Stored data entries

::::::

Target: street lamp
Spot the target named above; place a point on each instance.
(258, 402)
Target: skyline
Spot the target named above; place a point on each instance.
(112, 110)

::::::

# EXERCISE DIRECTIONS
Copy out the data shown above in full. Match it exactly.

# ANSWER BOX
Target: street lamp
Spot the target named above; place a point on each instance.
(258, 402)
Target: skyline
Spot the target named above; place a point on each instance.
(112, 110)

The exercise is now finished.